→ **WHAT IS NEEDED**: Starting at the line containing "Mark one point per instance of the blue object" and ending at the line containing "x=466, y=260", both included, put each line of the material below into a JSON list of strings, one string per line, skipping blank lines.

→ **INFORMATION SHOWN**:

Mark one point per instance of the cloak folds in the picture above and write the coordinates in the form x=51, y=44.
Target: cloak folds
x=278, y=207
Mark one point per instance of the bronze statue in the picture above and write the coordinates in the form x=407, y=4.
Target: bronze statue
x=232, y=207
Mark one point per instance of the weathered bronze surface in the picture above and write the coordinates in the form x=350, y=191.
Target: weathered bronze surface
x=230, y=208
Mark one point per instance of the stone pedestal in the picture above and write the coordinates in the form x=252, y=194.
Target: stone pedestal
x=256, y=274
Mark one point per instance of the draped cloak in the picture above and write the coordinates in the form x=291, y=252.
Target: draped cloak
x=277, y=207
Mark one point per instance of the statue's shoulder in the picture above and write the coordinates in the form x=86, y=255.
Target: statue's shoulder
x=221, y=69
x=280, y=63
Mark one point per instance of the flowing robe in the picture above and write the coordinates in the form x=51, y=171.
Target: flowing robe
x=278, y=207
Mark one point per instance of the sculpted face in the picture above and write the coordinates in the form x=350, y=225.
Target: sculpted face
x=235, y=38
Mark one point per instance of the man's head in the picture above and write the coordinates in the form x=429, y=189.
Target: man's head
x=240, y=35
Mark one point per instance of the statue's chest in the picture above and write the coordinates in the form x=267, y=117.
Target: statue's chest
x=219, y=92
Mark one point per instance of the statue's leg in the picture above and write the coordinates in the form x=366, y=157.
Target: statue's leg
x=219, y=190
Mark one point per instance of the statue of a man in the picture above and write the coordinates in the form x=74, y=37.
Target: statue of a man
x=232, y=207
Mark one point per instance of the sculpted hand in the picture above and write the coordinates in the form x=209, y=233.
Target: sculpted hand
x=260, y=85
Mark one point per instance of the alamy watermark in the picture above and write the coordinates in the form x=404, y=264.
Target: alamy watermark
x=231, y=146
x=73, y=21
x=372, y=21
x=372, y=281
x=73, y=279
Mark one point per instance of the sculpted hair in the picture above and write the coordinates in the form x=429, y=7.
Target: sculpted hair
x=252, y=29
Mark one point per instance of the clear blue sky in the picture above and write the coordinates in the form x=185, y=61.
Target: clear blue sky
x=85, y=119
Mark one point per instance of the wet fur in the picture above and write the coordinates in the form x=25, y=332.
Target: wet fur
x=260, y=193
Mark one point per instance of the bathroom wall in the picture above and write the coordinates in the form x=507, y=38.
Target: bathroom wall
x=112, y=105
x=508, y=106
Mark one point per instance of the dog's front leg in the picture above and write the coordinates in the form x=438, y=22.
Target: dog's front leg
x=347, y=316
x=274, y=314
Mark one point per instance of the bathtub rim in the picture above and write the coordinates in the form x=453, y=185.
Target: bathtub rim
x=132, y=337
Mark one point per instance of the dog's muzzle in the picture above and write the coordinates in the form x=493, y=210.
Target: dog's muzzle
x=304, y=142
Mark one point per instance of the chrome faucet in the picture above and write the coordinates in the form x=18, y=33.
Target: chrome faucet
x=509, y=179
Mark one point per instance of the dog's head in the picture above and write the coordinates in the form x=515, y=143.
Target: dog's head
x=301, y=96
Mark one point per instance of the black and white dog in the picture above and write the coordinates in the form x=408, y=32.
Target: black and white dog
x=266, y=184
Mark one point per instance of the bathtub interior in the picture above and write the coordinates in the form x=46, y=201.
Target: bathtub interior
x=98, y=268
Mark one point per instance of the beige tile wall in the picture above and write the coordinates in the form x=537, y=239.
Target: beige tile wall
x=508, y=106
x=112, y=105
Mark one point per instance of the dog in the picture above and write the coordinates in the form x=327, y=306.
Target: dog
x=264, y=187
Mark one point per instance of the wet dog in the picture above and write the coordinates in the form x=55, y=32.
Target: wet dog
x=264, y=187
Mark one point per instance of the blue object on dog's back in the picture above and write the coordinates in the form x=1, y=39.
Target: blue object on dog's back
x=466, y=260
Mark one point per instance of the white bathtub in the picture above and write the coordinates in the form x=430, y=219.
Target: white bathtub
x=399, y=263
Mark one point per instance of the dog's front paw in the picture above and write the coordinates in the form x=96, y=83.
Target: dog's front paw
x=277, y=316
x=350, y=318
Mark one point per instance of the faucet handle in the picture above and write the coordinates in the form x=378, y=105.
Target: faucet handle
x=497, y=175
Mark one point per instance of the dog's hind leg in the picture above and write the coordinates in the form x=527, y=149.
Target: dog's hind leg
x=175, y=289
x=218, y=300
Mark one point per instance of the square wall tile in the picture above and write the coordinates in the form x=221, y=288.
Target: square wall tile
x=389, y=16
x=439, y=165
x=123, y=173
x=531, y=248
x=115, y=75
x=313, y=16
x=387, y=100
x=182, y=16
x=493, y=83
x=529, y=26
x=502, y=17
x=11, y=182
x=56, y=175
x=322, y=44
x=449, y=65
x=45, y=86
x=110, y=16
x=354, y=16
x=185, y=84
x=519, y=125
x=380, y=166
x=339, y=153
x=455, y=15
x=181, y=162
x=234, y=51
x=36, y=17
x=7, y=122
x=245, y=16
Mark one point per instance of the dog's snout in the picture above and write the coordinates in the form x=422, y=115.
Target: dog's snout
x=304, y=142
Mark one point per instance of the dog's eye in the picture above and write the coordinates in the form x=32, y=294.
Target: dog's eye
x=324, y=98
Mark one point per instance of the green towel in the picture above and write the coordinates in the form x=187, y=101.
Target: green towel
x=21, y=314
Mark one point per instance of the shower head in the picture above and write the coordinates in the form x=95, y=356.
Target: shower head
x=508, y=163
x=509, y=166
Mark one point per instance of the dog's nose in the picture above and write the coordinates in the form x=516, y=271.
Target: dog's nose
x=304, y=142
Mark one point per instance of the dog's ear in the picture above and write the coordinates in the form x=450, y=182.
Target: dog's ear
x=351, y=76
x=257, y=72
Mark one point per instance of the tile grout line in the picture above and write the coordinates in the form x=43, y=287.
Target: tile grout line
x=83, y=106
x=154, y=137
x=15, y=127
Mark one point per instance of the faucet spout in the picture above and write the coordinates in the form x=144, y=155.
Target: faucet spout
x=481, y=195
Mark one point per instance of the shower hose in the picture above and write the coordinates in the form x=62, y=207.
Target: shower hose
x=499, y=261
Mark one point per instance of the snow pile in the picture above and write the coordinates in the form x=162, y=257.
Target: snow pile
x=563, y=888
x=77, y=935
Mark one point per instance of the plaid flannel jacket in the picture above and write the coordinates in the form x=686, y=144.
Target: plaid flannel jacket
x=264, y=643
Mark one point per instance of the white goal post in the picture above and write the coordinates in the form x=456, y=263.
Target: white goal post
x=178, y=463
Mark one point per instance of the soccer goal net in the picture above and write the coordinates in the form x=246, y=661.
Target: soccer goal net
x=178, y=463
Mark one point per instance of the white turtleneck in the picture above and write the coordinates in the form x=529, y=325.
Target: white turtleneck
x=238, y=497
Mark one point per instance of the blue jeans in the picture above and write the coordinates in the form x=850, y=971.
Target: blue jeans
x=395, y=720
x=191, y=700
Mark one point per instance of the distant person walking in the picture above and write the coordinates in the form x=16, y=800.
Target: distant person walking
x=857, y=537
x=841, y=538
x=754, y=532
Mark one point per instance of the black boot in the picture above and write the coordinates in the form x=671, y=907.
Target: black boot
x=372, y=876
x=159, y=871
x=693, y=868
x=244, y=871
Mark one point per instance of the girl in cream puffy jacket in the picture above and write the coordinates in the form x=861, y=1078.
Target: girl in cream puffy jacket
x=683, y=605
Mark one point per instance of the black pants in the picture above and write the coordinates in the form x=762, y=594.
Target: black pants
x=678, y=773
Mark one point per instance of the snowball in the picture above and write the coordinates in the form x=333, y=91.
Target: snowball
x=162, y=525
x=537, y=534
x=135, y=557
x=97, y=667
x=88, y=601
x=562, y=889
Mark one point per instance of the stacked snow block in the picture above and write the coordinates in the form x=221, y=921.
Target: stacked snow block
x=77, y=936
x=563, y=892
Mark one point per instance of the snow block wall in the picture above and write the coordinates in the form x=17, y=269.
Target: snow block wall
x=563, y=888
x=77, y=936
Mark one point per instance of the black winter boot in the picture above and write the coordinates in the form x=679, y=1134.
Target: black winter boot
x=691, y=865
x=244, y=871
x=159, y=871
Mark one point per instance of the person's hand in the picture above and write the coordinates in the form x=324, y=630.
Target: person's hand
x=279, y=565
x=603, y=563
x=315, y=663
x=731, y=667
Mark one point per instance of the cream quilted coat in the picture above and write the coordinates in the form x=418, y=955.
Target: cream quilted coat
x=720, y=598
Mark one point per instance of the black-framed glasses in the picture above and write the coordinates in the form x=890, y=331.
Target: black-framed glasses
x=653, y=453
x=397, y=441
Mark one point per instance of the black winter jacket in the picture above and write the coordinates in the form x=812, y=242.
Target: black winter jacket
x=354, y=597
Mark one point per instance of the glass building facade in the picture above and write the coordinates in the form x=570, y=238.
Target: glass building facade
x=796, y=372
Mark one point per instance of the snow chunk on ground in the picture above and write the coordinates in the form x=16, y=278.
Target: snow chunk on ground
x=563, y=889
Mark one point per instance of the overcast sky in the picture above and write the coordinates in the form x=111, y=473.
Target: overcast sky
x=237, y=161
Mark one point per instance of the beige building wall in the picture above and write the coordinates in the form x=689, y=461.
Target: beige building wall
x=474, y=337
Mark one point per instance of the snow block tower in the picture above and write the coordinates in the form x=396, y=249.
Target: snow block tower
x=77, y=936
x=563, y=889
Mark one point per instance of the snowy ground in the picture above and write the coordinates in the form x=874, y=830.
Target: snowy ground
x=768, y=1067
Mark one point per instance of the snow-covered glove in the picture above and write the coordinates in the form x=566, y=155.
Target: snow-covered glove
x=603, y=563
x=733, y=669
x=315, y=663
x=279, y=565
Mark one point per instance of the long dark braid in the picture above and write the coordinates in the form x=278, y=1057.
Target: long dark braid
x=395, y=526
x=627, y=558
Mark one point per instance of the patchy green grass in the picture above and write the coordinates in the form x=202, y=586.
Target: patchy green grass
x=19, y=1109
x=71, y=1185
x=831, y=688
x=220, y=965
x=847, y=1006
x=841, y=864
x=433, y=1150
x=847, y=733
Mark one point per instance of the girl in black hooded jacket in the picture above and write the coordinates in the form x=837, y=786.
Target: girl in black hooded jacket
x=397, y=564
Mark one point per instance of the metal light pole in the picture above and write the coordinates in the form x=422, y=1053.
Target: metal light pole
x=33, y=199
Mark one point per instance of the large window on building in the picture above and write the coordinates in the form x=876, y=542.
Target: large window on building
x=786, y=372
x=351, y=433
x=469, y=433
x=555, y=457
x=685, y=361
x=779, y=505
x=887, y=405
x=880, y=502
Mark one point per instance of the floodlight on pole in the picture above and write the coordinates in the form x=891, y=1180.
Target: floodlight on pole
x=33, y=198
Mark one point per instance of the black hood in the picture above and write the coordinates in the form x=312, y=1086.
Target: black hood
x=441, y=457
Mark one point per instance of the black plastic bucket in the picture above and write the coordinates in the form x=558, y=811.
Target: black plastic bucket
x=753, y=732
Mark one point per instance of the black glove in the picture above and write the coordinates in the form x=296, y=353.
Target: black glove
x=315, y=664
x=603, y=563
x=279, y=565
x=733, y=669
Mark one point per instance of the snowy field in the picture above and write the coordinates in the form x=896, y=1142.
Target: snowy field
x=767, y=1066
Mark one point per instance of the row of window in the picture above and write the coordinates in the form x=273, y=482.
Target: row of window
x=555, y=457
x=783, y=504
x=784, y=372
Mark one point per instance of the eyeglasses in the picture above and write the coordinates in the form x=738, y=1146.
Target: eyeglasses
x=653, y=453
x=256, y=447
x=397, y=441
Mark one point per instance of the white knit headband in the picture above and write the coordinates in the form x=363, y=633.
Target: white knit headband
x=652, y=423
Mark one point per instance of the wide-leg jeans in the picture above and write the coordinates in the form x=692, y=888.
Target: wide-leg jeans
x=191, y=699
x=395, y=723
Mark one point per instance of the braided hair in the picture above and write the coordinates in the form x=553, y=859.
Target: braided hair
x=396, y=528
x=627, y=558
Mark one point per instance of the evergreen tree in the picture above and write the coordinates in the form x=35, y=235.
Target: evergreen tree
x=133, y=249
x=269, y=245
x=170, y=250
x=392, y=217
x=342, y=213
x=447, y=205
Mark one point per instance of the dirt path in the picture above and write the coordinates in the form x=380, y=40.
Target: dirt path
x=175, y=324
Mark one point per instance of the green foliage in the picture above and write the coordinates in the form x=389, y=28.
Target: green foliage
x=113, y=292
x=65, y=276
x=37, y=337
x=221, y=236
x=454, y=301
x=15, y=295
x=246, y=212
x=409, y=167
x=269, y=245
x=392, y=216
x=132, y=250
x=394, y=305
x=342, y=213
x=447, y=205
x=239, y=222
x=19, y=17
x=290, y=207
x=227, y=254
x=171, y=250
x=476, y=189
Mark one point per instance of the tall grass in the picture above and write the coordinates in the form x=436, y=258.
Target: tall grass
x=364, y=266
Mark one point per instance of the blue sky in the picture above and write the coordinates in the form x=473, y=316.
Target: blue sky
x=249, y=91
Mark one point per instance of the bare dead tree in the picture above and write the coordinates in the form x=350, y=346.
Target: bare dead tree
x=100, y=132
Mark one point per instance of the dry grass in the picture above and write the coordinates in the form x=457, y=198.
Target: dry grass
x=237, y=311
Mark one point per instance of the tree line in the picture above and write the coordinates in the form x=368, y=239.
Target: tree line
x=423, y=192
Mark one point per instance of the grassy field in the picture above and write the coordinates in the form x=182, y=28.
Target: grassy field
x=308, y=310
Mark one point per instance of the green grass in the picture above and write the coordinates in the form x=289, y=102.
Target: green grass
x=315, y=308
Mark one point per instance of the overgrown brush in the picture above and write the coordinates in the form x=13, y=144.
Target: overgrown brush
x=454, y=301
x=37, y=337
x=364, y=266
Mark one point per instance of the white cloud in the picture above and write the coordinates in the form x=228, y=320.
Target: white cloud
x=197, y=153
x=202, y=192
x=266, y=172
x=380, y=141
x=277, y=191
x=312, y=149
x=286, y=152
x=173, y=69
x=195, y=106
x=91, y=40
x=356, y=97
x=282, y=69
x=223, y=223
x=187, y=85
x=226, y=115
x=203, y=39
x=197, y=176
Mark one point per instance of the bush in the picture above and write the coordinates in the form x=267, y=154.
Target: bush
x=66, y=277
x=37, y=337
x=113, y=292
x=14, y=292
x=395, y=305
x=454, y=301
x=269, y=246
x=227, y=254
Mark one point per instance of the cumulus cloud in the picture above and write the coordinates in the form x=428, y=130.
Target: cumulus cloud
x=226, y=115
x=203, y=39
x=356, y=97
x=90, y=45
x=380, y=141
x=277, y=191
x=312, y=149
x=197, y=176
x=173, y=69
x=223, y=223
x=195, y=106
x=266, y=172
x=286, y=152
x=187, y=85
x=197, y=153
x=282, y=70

→ **RIGHT ANSWER**:
[
  "Mark one point per instance of the blue object on dog's back in the picture above and write the coordinates in the form x=1, y=39.",
  "Target: blue object on dog's back",
  "x=466, y=260"
]